◆ Description of the task: Please rewrite everything from the start of the lines down to the line containing "[[22,52],[22,54],[28,54],[28,48],[25,48],[25,50]]", putting "required format" in place of "expected layout" and keeping all else unchanged.

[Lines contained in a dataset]

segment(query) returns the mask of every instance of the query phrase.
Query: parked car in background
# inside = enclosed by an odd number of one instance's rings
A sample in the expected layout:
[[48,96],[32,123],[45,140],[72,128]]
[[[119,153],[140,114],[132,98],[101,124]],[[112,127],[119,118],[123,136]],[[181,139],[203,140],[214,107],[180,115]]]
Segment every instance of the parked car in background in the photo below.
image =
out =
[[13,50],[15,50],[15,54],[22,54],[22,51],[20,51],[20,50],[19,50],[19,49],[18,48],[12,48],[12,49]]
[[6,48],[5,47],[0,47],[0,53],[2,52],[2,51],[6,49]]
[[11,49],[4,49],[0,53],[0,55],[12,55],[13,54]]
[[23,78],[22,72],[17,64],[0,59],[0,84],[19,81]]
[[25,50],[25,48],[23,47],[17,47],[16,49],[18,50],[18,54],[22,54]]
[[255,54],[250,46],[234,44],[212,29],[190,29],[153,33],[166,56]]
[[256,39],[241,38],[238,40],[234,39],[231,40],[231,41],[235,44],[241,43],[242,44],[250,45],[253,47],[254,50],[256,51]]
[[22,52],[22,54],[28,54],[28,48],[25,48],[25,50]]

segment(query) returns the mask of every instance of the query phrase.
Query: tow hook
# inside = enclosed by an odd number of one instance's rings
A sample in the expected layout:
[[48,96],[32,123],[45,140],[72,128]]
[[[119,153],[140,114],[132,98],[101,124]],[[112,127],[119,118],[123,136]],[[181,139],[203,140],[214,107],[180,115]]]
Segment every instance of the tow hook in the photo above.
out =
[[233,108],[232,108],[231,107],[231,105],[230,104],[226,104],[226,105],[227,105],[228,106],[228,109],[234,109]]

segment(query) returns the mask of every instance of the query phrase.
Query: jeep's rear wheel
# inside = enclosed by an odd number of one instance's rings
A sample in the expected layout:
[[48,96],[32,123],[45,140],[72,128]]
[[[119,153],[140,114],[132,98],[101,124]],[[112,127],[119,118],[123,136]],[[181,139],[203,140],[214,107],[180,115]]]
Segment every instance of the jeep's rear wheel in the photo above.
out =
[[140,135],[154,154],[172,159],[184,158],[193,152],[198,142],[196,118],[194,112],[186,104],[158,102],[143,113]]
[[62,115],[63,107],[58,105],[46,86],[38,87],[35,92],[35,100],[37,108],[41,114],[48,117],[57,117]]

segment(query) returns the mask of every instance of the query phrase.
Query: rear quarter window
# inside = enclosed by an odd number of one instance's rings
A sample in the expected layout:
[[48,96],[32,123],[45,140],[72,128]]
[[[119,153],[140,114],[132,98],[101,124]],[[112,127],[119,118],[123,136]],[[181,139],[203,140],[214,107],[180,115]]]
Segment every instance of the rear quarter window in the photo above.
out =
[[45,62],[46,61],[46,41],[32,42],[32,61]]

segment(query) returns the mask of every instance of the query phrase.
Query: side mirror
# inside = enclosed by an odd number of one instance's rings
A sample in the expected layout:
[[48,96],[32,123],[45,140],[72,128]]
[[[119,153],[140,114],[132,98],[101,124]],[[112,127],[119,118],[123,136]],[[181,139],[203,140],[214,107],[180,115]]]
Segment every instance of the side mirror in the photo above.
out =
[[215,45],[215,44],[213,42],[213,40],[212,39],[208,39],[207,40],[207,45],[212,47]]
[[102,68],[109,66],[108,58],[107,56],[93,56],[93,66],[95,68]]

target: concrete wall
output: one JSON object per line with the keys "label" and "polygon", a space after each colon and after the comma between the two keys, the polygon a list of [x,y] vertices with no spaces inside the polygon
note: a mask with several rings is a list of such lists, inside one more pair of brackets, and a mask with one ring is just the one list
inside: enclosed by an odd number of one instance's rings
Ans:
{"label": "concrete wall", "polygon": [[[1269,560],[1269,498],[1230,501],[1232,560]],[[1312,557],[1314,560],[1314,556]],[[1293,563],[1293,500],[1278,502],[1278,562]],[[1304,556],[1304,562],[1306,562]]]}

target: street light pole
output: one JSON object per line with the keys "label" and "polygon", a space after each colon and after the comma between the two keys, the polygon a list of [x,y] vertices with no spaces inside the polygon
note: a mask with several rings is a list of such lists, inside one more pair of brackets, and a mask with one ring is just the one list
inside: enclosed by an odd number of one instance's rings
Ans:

◆ Solution for this exercise:
segment(query) returns the mask of every instance of the query phrase.
Query: parked car in background
# inside = enclosed by an odd number of one instance's rings
A sample in the required format:
[[48,96],[32,123],[45,140],[72,128]]
[[[119,153],[140,114],[132,98],[101,124]],[[112,127],[119,118],[123,136]],[[181,139],[203,140],[214,107],[180,115]]]
Segment every instance of the parked car in background in the photo below.
image =
out =
[[13,50],[15,50],[15,54],[22,54],[22,51],[20,51],[20,50],[19,50],[19,49],[18,48],[12,48],[12,49]]
[[6,48],[5,47],[0,47],[0,53],[2,52],[2,51],[6,49]]
[[11,49],[4,49],[0,53],[0,55],[12,55],[13,54]]
[[23,78],[22,72],[17,64],[0,59],[0,84],[19,81]]
[[25,50],[25,48],[23,47],[17,47],[16,49],[18,50],[18,54],[22,54]]
[[255,54],[250,46],[234,44],[212,29],[190,29],[153,33],[166,56]]
[[256,39],[241,38],[238,40],[234,39],[231,40],[231,41],[235,44],[241,43],[242,44],[250,45],[253,47],[254,50],[256,51]]
[[22,52],[22,54],[28,54],[28,48],[25,48],[25,50]]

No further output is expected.